Bounding box annotation entries:

------------------------------------------------------------------------

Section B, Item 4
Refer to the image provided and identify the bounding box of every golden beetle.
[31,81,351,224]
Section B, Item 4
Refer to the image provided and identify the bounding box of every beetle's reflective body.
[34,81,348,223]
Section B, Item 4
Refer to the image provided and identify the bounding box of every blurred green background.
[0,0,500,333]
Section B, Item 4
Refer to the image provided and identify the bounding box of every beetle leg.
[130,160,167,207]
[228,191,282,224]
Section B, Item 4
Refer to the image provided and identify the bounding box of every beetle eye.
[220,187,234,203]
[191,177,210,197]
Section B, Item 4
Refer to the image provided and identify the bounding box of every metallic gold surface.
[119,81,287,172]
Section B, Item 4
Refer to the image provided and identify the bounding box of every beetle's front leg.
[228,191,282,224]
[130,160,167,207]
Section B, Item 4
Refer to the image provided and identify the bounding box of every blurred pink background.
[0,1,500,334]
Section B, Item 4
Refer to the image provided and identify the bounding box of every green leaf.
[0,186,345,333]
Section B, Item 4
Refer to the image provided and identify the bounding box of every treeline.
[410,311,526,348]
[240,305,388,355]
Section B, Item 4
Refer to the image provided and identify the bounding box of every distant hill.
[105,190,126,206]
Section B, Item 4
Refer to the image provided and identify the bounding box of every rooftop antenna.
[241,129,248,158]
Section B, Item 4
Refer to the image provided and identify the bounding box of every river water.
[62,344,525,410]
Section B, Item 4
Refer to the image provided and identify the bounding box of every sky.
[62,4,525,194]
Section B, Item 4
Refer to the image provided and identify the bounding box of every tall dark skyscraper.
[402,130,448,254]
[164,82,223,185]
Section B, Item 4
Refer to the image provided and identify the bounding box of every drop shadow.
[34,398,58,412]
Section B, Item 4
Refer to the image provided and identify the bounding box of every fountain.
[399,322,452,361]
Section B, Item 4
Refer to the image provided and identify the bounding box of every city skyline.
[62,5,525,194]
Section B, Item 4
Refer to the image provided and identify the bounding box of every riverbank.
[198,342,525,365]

------------------------------------------------------------------------

### GIVEN PROBLEM
Filter the material above down to the lines containing the word "background", and copy each of those lines in full.

### TASK SOLUTION
Refer to the image provided and identify the bounding box of every blurred green background.
Refer to the image provided and identify the bounding box of every blurred pink background.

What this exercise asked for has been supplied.